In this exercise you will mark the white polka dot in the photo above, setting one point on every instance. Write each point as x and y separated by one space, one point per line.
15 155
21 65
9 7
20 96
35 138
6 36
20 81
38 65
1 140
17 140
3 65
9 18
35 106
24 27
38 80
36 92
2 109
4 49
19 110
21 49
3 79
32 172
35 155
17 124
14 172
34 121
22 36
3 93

──────────────────────────────

**Exercise requirements:** Copy every line of the records above without changing anything.

**Task result:**
In this exercise you will mark the white polka dot in the photo above, setting one point on every instance. Write each point as x and y separated by one space, one point per line.
15 155
21 65
9 7
20 96
35 138
6 36
20 81
38 65
1 140
17 140
3 65
9 18
35 106
24 27
38 80
36 92
2 109
4 49
19 110
21 49
3 79
32 172
35 155
17 124
14 172
34 121
22 36
3 93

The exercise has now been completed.